• **Written problem**
Please write the listing below out again exactly, leaving every picture behind.

--- Records supplied ---

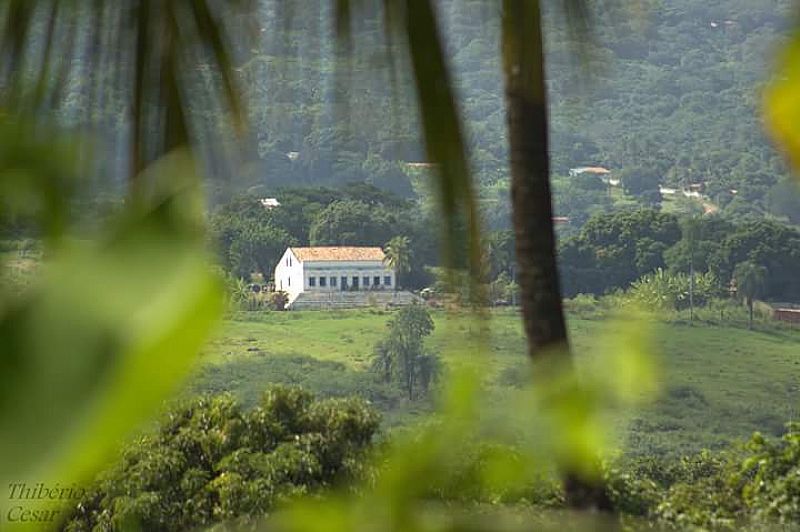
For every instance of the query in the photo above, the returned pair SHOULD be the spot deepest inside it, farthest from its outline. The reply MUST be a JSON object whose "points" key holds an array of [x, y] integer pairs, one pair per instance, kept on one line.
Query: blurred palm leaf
{"points": [[782, 102], [148, 49]]}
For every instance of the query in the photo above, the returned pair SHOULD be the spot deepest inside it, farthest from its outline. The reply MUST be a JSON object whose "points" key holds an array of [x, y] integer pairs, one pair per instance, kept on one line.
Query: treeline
{"points": [[671, 97], [609, 252], [612, 251]]}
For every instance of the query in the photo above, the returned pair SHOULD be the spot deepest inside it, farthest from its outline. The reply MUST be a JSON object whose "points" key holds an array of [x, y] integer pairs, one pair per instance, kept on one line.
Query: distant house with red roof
{"points": [[332, 269]]}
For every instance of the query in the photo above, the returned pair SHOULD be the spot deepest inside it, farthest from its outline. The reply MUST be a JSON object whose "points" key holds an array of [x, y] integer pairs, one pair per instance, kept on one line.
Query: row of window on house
{"points": [[365, 281]]}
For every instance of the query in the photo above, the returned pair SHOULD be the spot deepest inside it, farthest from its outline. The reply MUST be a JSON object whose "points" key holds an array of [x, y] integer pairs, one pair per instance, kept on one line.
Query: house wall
{"points": [[349, 269], [289, 275]]}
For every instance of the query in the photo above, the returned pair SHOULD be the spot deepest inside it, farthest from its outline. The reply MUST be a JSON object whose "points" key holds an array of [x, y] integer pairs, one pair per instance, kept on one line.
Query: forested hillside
{"points": [[666, 92]]}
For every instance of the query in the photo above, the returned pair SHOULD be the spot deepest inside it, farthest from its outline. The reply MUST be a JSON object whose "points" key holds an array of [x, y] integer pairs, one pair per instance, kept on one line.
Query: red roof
{"points": [[339, 253]]}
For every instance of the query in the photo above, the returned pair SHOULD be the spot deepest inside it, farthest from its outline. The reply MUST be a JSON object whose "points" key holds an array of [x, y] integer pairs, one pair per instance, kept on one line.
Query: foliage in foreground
{"points": [[211, 461], [751, 485]]}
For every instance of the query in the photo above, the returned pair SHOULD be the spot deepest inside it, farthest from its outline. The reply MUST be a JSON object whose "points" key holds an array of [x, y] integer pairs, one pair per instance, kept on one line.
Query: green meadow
{"points": [[717, 383]]}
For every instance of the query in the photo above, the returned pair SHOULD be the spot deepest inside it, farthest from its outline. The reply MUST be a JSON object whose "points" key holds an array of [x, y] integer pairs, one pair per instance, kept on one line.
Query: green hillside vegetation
{"points": [[718, 384]]}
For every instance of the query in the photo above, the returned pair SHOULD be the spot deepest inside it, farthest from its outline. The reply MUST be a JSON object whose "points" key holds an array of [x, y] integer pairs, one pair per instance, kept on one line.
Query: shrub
{"points": [[211, 461]]}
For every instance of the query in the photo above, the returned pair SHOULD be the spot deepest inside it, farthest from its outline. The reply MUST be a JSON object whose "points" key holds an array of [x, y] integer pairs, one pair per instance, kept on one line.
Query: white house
{"points": [[333, 269]]}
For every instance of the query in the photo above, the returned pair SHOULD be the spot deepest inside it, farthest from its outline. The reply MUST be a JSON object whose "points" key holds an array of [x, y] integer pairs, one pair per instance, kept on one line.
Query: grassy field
{"points": [[718, 383]]}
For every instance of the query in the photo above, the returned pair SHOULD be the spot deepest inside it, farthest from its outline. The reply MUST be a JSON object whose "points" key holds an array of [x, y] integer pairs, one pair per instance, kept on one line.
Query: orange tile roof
{"points": [[339, 253]]}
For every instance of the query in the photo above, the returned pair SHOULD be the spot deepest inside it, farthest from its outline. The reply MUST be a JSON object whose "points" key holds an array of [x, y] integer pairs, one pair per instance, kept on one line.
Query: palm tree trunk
{"points": [[542, 310]]}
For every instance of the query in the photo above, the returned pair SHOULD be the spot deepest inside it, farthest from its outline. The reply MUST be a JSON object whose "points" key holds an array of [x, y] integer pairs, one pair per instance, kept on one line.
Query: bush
{"points": [[211, 461]]}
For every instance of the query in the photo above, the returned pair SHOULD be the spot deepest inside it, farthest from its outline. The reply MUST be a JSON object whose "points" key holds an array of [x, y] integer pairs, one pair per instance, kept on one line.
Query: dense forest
{"points": [[667, 94]]}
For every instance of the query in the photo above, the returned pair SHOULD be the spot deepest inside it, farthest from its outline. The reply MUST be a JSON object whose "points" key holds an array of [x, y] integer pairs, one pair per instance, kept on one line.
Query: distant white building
{"points": [[333, 269], [269, 203]]}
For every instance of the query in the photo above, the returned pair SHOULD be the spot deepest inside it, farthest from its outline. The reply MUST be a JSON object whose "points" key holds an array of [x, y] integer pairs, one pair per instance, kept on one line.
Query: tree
{"points": [[640, 182], [401, 356], [691, 233], [531, 199], [751, 278], [398, 256], [351, 223]]}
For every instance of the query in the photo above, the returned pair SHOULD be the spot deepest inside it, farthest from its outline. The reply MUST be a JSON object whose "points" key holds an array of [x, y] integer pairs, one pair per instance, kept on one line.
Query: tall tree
{"points": [[528, 134], [751, 279], [398, 256]]}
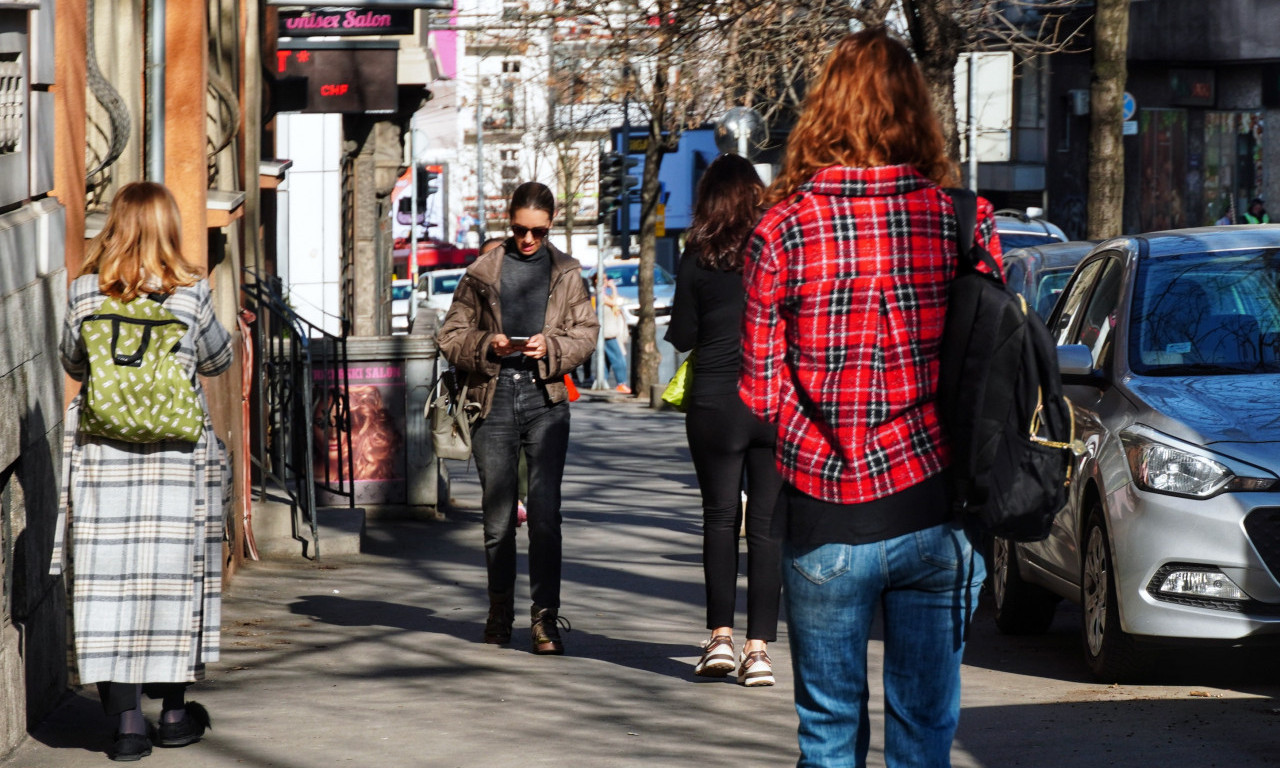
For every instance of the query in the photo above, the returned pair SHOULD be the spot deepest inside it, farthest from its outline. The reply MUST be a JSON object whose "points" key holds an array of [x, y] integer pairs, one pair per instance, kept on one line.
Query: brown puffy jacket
{"points": [[475, 318]]}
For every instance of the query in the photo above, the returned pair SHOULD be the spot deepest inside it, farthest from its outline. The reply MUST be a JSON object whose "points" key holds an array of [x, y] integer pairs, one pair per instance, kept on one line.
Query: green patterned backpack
{"points": [[137, 391]]}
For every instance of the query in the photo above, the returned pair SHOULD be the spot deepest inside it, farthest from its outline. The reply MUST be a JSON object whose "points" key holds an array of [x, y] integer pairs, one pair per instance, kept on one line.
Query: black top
{"points": [[526, 282], [813, 522], [707, 314]]}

---

• **The reply**
For every instance of the query in the photo above, the returned pair SHOULD be the spot deepest inside it, farthest from its outline. The reply MUST be a JSON object whose "points" key holds an array of [x, y] integer pairs, one pair per instance, kept on one line.
Query: blurred palm leaf
{"points": [[782, 102], [148, 49]]}
For every instance of the query in the photo above, the returned pair SHOULD be the spot deepest inside it, farthest from its outline. The reply MUST be a JSON object whose "points" key holds an array of [x, y] integer pairs, one pair per instance, kept on one line.
Query: treeline
{"points": [[671, 97], [609, 252], [612, 251]]}
For every instance of the query in the photo above, the returned pair SHOULD be the spot deepest inside it, farthest from its outline. The reply MUST be a JSON object whose "points" key holds an array of [x, y] integer pairs, one pair per instance, kept on one line.
Query: distant house with red roof
{"points": [[332, 269]]}
For every instance of the query in the photo above, the returned pair SHOULD be the spot deepest inside it, farthest from its outline. The reply MUST be a JSON object whose "points" key holds an array of [x, y] integer pairs, one pair per instance, kept on one line.
Query: row of window on house
{"points": [[365, 281]]}
For every instance of the query in the photo above, the returned pair SHOULD be the spot deepest inside it, farthest from its outline. The reply MUST be a JSON object whose "points" key holds an array of [x, y] integer pairs, one pair per instance, kept on one line.
Query: house wall
{"points": [[349, 269], [289, 275]]}
For every instance of the query in the photo above, the returned pair SHOULD be the spot deepest inside it, farthest from its outline. The reply MUST be a JSON object whose "points" key holds an array of [x, y] integer pairs, one pair per instance, kept on one line.
Query: forested hillside
{"points": [[666, 92]]}
For every instance of the query in the photo above, the returned pair SHOULD be the spot deepest inside it, farthest from its outline. The reply MUST be a JSON object whose "points" key holds an array of [x, y] integer pairs, one pair per instance, kept on one line.
Query: red roof
{"points": [[339, 253]]}
For every instance of the query in the photo above, the returned pair SHOULD be the spot deepest inside it, farthest from its outline. The reply MUST be a JSON object whose "points" key holds an array of [x, y] integer pairs, one pair per instance, kept on one line.
Query: foliage in foreground
{"points": [[211, 461], [751, 485]]}
For every instance of the query in the photo above, the returned pair SHOULD be the spot deepest inside it, farthest from its outline. The reply MUST be a JSON object whose "points" key holds an array of [x, y] integer pairs, one pair per instance, kept on one line.
Query: green meadow
{"points": [[717, 383]]}
For every instance of the query in the photo above, the returned pair SHOULD be the spot deepest inside it, farthest from its outline. The reply MUST be a JSON object whose "points" key holds an array of [x, y] integer pairs, one pair per instance, kept on one line.
Query: green hillside vegetation
{"points": [[718, 384]]}
For every instance of the query in the photo above, the returned pair SHOULD be the spot deepest inside it, farthest from its outline. The reply MUST be a JSON object whose "points" key holds an array of [x, y] integer pairs, one pair per instance, kept on one line.
Query: shrub
{"points": [[211, 461]]}
For every instance of the query in the photo above, the returned pair SHOULD be the spot deepest inside it, farthest from its outline. The reply MUST be a JSON object whose "points" key holds an array of [x, y] integer pairs, one pair per instance, kept on one line.
Query: white house
{"points": [[333, 269]]}
For every instance of the query in the photo above, the returned pair SHOULD be the spot deepest inside it, farthest from its outline. The reply MUST be a JSON object whose "points" key holds an array of [x, y] integer pairs, one pair per instance, kept on one line.
Query: grassy field
{"points": [[718, 383]]}
For every instance of the query in the photo above, the returned pair SHOULD be the spot deepest inside it, farthest from its outline. The reply MUST be a JSON object whose "points" key holds an array of [x, y] integer pairs, one pair per instance, kept on one line.
Query: orange tile roof
{"points": [[339, 253]]}
For every instance of the query in the photo above, the returned pair SHOULD be the spot deepest inside it, farthest from its outline. The reply MUST be a JSON object whose "points" key holds an array of [x, y] integer pairs, one pair per instance, kept on one line.
Query: palm tree trunk
{"points": [[542, 310]]}
For every instance of the query in the photo above, the returned pair SHOULD be the spot deepest inside it, farthest from its outline. The reply MUST be a JSON object whose "points" key holds an array of [x, y] integer pairs, one pair per instance, kept on one line.
Query: bush
{"points": [[211, 461]]}
For every instance of the query in the photo above, the returned pair SHOULD be the spot deepest inside it, farthest from its outline. The reply MUST be a JSON object whose "points" key holds an array of [x, y] integer pairs, one pair per instance, kept on one line.
Query: dense forest
{"points": [[667, 94]]}
For every instance of the query in the photo above, the returned pair SHOULD be the spot deepest inside it, farthest from its outline. The reply MUST be a JSON object whose "points" key holds an array of [x, y] integer pairs, one pair per instance, kept on one line.
Query: distant white building
{"points": [[333, 269], [269, 203]]}
For every instance of the query in the photo above, the returned pair SHOULD be the spot deepest inside it, farthest from its outline. The reply MUST be a JSON object whose "points" key holds an array of [x, y] integer pairs, one pair per instance, kept on one line.
Query: tree
{"points": [[640, 182], [401, 356], [691, 233], [531, 199], [751, 278], [398, 256], [351, 223]]}
For every instance of the query in the photo above, the returned pair SHOULD be the spot deepest inside it, farthest from its outline. The reply MUST be a JSON object whose "points" key holds an array of [x, y] integer pairs, one pair per instance, kept on one line.
Query: tall tree
{"points": [[528, 134], [751, 279], [398, 256]]}
For every instance of the query in the photo above, the returned pair SHOULD be the spot deepest inside it, farthest from its outline. The reply MUST be a JSON object whose "points" key holds an array of [x, y] integer pairs, one pair per instance, kept on one line.
Query: brown puffy jacket
{"points": [[475, 318]]}
For every instance of the query in the photo above, the returned pair SHOULD be the spot deepest inside it, farthest from its outline. The reply MUST be a JSON object whose "points" key holds an array of [x, y] integer pairs, one pair per instance, kept on one line.
Query: green patterned backpack
{"points": [[137, 391]]}
For every instance of the query in the photo above, the returned pair SHOULD be the spot deepest inside it, farthest from its outline. The reply MUST be a JSON object whose "points" key holds an array of [x, y] integer pairs, one pair per instance, kept on one line.
Query: black top
{"points": [[526, 282], [813, 522], [707, 314]]}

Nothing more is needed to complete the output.